▶ **WORK ORDER**
Every record here needs to be written out again exactly.

▶ **RECORDS SUPPLIED**
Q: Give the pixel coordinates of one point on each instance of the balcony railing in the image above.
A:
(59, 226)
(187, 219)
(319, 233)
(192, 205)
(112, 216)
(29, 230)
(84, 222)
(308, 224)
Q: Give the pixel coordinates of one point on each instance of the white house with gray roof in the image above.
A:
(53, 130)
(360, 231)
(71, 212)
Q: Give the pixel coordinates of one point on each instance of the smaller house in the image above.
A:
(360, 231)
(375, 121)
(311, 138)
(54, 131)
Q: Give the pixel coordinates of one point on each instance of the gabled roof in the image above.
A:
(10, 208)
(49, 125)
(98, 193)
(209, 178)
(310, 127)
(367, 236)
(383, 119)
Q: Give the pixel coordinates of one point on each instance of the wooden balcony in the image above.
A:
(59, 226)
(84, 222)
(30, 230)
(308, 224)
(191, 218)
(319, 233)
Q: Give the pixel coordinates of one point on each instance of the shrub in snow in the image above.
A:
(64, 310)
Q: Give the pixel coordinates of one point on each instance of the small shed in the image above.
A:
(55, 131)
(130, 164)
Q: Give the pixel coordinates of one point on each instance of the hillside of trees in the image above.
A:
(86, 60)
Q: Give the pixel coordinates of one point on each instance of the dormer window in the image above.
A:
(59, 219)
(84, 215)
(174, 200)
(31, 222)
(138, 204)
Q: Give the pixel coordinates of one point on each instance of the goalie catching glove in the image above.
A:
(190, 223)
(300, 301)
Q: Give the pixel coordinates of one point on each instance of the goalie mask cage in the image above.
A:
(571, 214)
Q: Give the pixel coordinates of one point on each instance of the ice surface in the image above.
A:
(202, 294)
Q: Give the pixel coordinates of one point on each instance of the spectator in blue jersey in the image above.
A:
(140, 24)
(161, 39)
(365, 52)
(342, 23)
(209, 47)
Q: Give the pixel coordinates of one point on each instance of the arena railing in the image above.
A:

▶ **EXPECTED OUTPUT**
Q: Give the pixel coordinates of one point on each instance of the balcony railing in the image above.
A:
(59, 226)
(187, 219)
(319, 233)
(192, 205)
(112, 216)
(29, 230)
(84, 222)
(308, 224)
Q: Give the pixel coordinates of one point on each instance of the white house with gray roof in the image above.
A:
(53, 130)
(360, 231)
(71, 212)
Q: Give the pixel coordinates of one point on each instance of the smaller house in the image above.
A:
(360, 231)
(375, 121)
(311, 138)
(54, 131)
Q: Give the pixel coordinates of one point on each instance of the gabled roof in the image above.
A:
(10, 208)
(49, 125)
(98, 193)
(209, 178)
(310, 127)
(367, 236)
(383, 119)
Q: Give the pixel coordinates of one point on each instance of the wooden balcony in the image above.
A:
(59, 226)
(84, 222)
(30, 230)
(308, 224)
(191, 218)
(319, 233)
Q: Give the pixel coordinates of one point on each instance of the shrub in snow in the image above.
A:
(64, 310)
Q: Give the pixel coordinates of one point on each instance of the small shed in the image above.
A:
(55, 131)
(130, 164)
Q: Give the pixel coordinates of one point on each instance of the hillside of trees in the image above.
A:
(86, 60)
Q: Give the pixel coordinates of one point on each instance of the dormer window in the image above.
A:
(59, 219)
(84, 215)
(174, 200)
(31, 222)
(138, 204)
Q: Give the pixel coordinates of one point on each instance of the goalie catching glove in the image above.
A:
(190, 223)
(300, 301)
Q: Give the pixel coordinates of one point on each instance of the goalie mask cage in the image above.
A:
(571, 214)
Q: Give the pixel coordinates of one point on each instance of the ice surface in the image above.
A:
(202, 294)
Q: Give the pixel coordinates of one point on each instance of the spectator in blue jersey in the image above.
A:
(140, 24)
(161, 39)
(365, 52)
(342, 23)
(209, 47)
Q: Give the pixel coordinates of one point on each instance of the arena railing in the image above.
A:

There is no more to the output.